:: Extract to read ::
It is quite evident, from such passages, that during a long time a proverbial and popular character attached to this noisy personage: such has not yet passed away. The earliest complete imprint of “Arthur o’ Bradley” as a Song, (from a printed original, of 1656, beginning “All you that desire to merry be,”) in our present [Appendix, Part iv]. Quite distinct from this hitherto unnoticed examplar, not already reprinted, is “Saw you not Pierce, the piper,” &c., the ballad reproduced by us, from Merry Drollery, 1661, Part 2nd., p. 124, (and ditto, Compleat 1670, 1691, p. 312); which agrees with the Antidote against Melancholy, same date, 1661, p. 16. More than a Century later, an inferior rendering was common, printed on broadsheets. It was mentioned, in 1797, by Joseph Ritson, as being a “much more modern ballad [than the Antidote version] upon this popular subject, in the same measure intitled Arthur o’ Bradley, and beginning ‘All in the merry month of May.’” (Robin Hood, 1797, ii. 211.) Of this we already gave two verses, (in Appendix to M. Drollery C., p. 400), but as we believe the ballad has not been reprinted in this century, we may give all that is extant, from the only copy within reach, of Arthur o’ Bradley:—
“All in the merry month of May,
The maids [they will be gay,
For] a May-pole they will have, &c.”
([See the present Appendix, Part iv.])
In this, doubtless, we detect two versions, garbed together. What is now the final verse is merely a variation of the sixth: probably the broadsheet-printer could not meet with a genuine eighth verse. Robert Bell denounced the whole as “a miserable composition” (even as he had declared against the amatory Lyrics of Charles the Second’s time): but then, he might have added, with Goldsmith, “My Bear dances to none but the werry genteelest of tunes.”

:: What needs to be done ::
Pick up the note on the "Arthur o' Bradley" ballad after its final sentence and carry it forward. The material that comes next is separate from this note on the "Arthur o' Bradley" ballad.

:: Data listing ::
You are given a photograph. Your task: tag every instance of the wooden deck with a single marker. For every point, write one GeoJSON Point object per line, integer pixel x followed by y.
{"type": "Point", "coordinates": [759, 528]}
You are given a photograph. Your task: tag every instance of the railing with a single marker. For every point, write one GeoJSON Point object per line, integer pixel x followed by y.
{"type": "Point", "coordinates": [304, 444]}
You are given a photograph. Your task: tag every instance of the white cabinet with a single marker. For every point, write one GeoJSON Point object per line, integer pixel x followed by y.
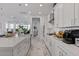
{"type": "Point", "coordinates": [77, 14]}
{"type": "Point", "coordinates": [68, 12]}
{"type": "Point", "coordinates": [22, 48]}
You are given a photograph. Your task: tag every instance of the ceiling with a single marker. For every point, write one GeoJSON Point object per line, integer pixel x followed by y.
{"type": "Point", "coordinates": [20, 10]}
{"type": "Point", "coordinates": [13, 9]}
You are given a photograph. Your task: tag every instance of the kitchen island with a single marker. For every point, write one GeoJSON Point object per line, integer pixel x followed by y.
{"type": "Point", "coordinates": [14, 46]}
{"type": "Point", "coordinates": [64, 49]}
{"type": "Point", "coordinates": [57, 47]}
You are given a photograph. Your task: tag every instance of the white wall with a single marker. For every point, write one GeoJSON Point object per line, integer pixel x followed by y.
{"type": "Point", "coordinates": [27, 20]}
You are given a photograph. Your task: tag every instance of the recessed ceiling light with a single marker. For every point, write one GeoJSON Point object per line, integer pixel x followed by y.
{"type": "Point", "coordinates": [39, 12]}
{"type": "Point", "coordinates": [29, 12]}
{"type": "Point", "coordinates": [41, 5]}
{"type": "Point", "coordinates": [26, 4]}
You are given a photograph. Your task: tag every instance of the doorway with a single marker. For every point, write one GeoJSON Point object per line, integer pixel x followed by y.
{"type": "Point", "coordinates": [36, 27]}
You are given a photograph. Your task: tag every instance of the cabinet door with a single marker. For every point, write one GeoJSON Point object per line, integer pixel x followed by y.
{"type": "Point", "coordinates": [77, 14]}
{"type": "Point", "coordinates": [68, 12]}
{"type": "Point", "coordinates": [56, 15]}
{"type": "Point", "coordinates": [60, 15]}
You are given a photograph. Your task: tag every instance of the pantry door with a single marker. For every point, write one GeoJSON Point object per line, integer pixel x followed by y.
{"type": "Point", "coordinates": [36, 27]}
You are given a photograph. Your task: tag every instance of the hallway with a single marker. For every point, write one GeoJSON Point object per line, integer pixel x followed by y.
{"type": "Point", "coordinates": [38, 48]}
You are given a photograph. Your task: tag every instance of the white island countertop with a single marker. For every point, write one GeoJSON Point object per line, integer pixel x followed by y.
{"type": "Point", "coordinates": [11, 41]}
{"type": "Point", "coordinates": [72, 48]}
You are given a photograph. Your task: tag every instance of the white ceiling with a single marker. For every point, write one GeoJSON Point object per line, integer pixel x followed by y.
{"type": "Point", "coordinates": [14, 9]}
{"type": "Point", "coordinates": [19, 10]}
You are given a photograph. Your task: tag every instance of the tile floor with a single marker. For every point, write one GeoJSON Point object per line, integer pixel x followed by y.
{"type": "Point", "coordinates": [38, 48]}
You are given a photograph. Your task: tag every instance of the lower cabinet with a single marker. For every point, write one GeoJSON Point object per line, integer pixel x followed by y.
{"type": "Point", "coordinates": [22, 48]}
{"type": "Point", "coordinates": [61, 50]}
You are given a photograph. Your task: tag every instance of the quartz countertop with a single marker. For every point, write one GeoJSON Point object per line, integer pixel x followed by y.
{"type": "Point", "coordinates": [72, 48]}
{"type": "Point", "coordinates": [11, 41]}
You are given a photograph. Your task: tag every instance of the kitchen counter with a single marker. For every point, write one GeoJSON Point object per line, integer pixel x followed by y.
{"type": "Point", "coordinates": [11, 41]}
{"type": "Point", "coordinates": [72, 48]}
{"type": "Point", "coordinates": [14, 46]}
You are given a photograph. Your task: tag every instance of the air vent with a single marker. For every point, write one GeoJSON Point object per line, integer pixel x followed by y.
{"type": "Point", "coordinates": [23, 12]}
{"type": "Point", "coordinates": [54, 4]}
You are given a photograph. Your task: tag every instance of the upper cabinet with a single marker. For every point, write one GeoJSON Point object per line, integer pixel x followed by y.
{"type": "Point", "coordinates": [68, 14]}
{"type": "Point", "coordinates": [58, 15]}
{"type": "Point", "coordinates": [64, 14]}
{"type": "Point", "coordinates": [77, 14]}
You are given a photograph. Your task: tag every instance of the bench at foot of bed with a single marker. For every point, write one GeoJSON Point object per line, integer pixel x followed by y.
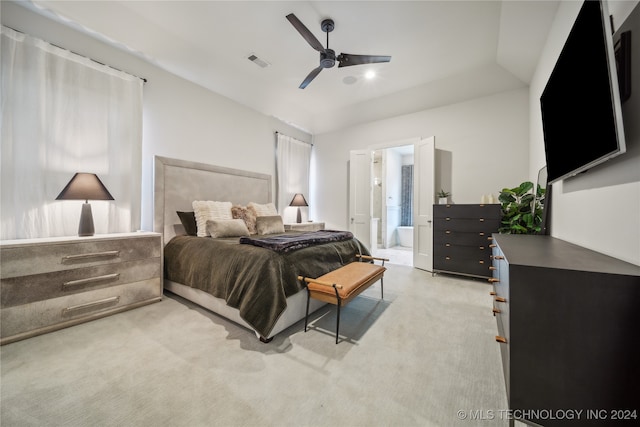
{"type": "Point", "coordinates": [340, 286]}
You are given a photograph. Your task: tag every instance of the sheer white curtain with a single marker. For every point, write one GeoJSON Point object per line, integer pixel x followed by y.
{"type": "Point", "coordinates": [293, 161]}
{"type": "Point", "coordinates": [61, 114]}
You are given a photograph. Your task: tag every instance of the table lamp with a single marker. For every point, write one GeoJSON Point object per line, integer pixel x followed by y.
{"type": "Point", "coordinates": [298, 200]}
{"type": "Point", "coordinates": [85, 186]}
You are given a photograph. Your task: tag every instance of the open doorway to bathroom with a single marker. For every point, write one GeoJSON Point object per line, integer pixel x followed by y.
{"type": "Point", "coordinates": [392, 204]}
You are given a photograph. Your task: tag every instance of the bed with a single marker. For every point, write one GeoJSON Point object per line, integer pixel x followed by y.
{"type": "Point", "coordinates": [247, 283]}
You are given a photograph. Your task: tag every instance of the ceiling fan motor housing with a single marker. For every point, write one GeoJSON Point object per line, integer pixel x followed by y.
{"type": "Point", "coordinates": [327, 58]}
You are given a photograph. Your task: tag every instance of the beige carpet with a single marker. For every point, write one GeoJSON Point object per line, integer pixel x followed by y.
{"type": "Point", "coordinates": [415, 359]}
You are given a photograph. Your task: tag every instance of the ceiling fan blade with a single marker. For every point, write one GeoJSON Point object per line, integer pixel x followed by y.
{"type": "Point", "coordinates": [304, 32]}
{"type": "Point", "coordinates": [312, 75]}
{"type": "Point", "coordinates": [346, 59]}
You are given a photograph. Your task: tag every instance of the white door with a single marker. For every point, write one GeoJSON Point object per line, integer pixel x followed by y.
{"type": "Point", "coordinates": [423, 197]}
{"type": "Point", "coordinates": [360, 195]}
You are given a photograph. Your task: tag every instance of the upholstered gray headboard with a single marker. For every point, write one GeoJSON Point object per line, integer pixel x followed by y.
{"type": "Point", "coordinates": [177, 183]}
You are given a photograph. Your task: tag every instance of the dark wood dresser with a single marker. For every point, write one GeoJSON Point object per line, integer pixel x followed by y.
{"type": "Point", "coordinates": [568, 327]}
{"type": "Point", "coordinates": [461, 238]}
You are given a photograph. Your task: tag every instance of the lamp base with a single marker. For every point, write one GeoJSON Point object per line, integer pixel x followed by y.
{"type": "Point", "coordinates": [86, 228]}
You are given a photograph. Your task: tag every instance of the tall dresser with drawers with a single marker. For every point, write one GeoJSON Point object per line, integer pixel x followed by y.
{"type": "Point", "coordinates": [51, 283]}
{"type": "Point", "coordinates": [461, 238]}
{"type": "Point", "coordinates": [568, 321]}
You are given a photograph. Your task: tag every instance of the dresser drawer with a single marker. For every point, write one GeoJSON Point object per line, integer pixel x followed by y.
{"type": "Point", "coordinates": [52, 283]}
{"type": "Point", "coordinates": [472, 265]}
{"type": "Point", "coordinates": [486, 225]}
{"type": "Point", "coordinates": [51, 257]}
{"type": "Point", "coordinates": [38, 287]}
{"type": "Point", "coordinates": [43, 316]}
{"type": "Point", "coordinates": [458, 238]}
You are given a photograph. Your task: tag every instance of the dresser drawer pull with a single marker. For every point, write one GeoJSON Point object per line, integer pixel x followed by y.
{"type": "Point", "coordinates": [90, 280]}
{"type": "Point", "coordinates": [83, 257]}
{"type": "Point", "coordinates": [90, 305]}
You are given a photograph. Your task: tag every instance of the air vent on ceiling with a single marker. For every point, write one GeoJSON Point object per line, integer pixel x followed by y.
{"type": "Point", "coordinates": [260, 62]}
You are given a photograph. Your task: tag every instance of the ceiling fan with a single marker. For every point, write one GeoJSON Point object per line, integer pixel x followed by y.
{"type": "Point", "coordinates": [328, 56]}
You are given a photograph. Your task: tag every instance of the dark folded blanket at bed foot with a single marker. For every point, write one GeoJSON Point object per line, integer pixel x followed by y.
{"type": "Point", "coordinates": [291, 242]}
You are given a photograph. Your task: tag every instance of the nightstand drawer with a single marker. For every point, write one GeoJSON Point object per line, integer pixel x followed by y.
{"type": "Point", "coordinates": [38, 287]}
{"type": "Point", "coordinates": [44, 316]}
{"type": "Point", "coordinates": [50, 257]}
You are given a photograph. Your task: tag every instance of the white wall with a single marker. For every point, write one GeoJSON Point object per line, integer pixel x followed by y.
{"type": "Point", "coordinates": [481, 147]}
{"type": "Point", "coordinates": [600, 209]}
{"type": "Point", "coordinates": [181, 119]}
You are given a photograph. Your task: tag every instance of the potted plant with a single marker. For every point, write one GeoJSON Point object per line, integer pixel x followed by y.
{"type": "Point", "coordinates": [521, 209]}
{"type": "Point", "coordinates": [443, 197]}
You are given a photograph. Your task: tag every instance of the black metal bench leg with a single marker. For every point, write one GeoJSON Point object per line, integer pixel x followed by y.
{"type": "Point", "coordinates": [306, 316]}
{"type": "Point", "coordinates": [338, 323]}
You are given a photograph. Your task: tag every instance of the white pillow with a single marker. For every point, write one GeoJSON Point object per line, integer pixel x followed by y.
{"type": "Point", "coordinates": [209, 210]}
{"type": "Point", "coordinates": [268, 209]}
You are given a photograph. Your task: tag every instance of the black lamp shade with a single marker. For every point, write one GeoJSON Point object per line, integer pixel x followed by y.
{"type": "Point", "coordinates": [85, 186]}
{"type": "Point", "coordinates": [298, 200]}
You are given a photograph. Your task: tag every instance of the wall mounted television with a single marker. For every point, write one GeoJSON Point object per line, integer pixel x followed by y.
{"type": "Point", "coordinates": [581, 109]}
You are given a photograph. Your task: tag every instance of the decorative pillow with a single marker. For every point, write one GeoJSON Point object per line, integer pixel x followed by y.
{"type": "Point", "coordinates": [208, 209]}
{"type": "Point", "coordinates": [249, 217]}
{"type": "Point", "coordinates": [227, 228]}
{"type": "Point", "coordinates": [188, 220]}
{"type": "Point", "coordinates": [268, 209]}
{"type": "Point", "coordinates": [269, 224]}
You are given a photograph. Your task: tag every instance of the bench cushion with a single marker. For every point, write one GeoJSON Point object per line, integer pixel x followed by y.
{"type": "Point", "coordinates": [354, 278]}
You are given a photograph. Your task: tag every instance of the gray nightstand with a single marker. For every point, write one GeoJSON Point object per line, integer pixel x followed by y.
{"type": "Point", "coordinates": [304, 226]}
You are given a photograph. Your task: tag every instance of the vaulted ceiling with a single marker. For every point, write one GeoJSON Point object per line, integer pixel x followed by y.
{"type": "Point", "coordinates": [442, 51]}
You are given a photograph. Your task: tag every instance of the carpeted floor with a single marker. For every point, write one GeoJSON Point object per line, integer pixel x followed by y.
{"type": "Point", "coordinates": [415, 359]}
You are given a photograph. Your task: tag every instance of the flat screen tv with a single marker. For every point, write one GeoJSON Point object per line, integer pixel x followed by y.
{"type": "Point", "coordinates": [581, 109]}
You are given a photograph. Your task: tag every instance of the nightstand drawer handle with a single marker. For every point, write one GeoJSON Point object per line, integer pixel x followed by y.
{"type": "Point", "coordinates": [90, 305]}
{"type": "Point", "coordinates": [82, 257]}
{"type": "Point", "coordinates": [90, 280]}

:: Response ::
Far superior to this was the “Arthur o’ Bradley’s Wedding:
“Come, neighbours, and listen awhile, If ever you wished to smile,” &c., which was sung by ... Taylor, a comic actor, about the beginning of this century. It is not improbable that he wrote or adapted it, availing himself of such traditional scraps as he could meet with. Two copies of it, duplicate, on broadsheets, are in the Douce Collection at Oxford, vol. iv. pp. 18, 19. A copy, also, in J. H. Dixon’s Bds. and Sgs. of the Peasantry, Percy Soc., 1845, vol. xvii. (and in R. B.’s Annotated Ed. B. P., p. 138.)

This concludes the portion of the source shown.